演習本文:
私はこう考える
他者に寛容な社会に
劇作家 演出家 平田オリザさん

新型コロナウイルスの感染拡大で「見えない敵を前にして理性的な判断ができなくなっている」と話す劇作家で演出家の平田オリザさん。「命の次に大切なものは一人ひとり違う。いろんな人がいて、認め合うことが大事だ」と訴えます。(5月3日)

世界で信頼と尊厳が揺らぐ

新型コロナによって、今、世界中が、かつてない状況になっています。オリザさんはどう見ていますか?

平田オリザさん
見えない敵を前にして理性的な判断ができなくなっていると感じます。パニック状態になると、反知性主義みたいなものが非常に露骨に現れてきて疑心暗鬼がまん延します。

この状態が実はいちばん危険で、ある意味ウイルスより危険だと思います。アメリカで、銃が売れているのはその象徴です。「気に食わないから」と言って暴力で人から物を奪ったりしないという信頼関係で私たちの社会は成り立つものですが、これが危機に陥っているということがいちばん大きな問題じゃないかと思いますね。

専門家への敬意を

インターネット上では真偽不明の情報も飛び交っていますね。

平田オリザさん
ほぼデマ情報のようなものの拡散が今回ひどくなっていると感じています。原発事故の時は、背景に何かイデオロギーがあるのではないかと疑われ、専門家が信頼されないということがありましたが、今回は特に外出もできず、ストレスがたまり非常に攻撃的になっています。

作業依頼: 平田オリザさんへのインタビューの本文から、「世界で信頼と尊厳が揺らぐ」で始まり「問題じゃないかと思いますね。」までの部分をそのまま書き写してください。 エントリは本文とは別の出典から取ったものです。

保存済みデータのエントリ
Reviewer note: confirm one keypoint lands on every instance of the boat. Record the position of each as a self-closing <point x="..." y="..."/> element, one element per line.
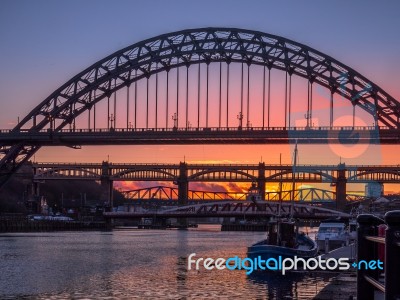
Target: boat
<point x="285" y="241"/>
<point x="334" y="233"/>
<point x="283" y="237"/>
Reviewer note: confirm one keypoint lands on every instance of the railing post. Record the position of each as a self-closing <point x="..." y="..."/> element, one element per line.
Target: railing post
<point x="341" y="187"/>
<point x="366" y="250"/>
<point x="392" y="255"/>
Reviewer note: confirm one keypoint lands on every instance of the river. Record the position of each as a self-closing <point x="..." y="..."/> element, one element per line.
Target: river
<point x="143" y="264"/>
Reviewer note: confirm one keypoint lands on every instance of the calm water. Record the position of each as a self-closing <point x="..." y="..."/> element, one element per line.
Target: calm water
<point x="137" y="264"/>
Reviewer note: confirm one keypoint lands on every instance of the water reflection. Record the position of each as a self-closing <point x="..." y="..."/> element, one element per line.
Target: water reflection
<point x="137" y="264"/>
<point x="293" y="285"/>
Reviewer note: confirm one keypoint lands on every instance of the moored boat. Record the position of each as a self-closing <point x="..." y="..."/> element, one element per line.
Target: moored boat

回答:
世界で信頼と尊厳が揺らぐ

新型コロナによって、今、世界中が、かつてない状況になっています。オリザさんはどう見ていますか?

平田オリザさん
見えない敵を前にして理性的な判断ができなくなっていると感じます。パニック状態になると、反知性主義みたいなものが非常に露骨に現れてきて疑心暗鬼がまん延します。

この状態が実はいちばん危険で、ある意味ウイルスより危険だと思います。アメリカで、銃が売れているのはその象徴です。「気に食わないから」と言って暴力で人から物を奪ったりしないという信頼関係で私たちの社会は成り立つものですが、これが危機に陥っているということがいちばん大きな問題じゃないかと思いますね。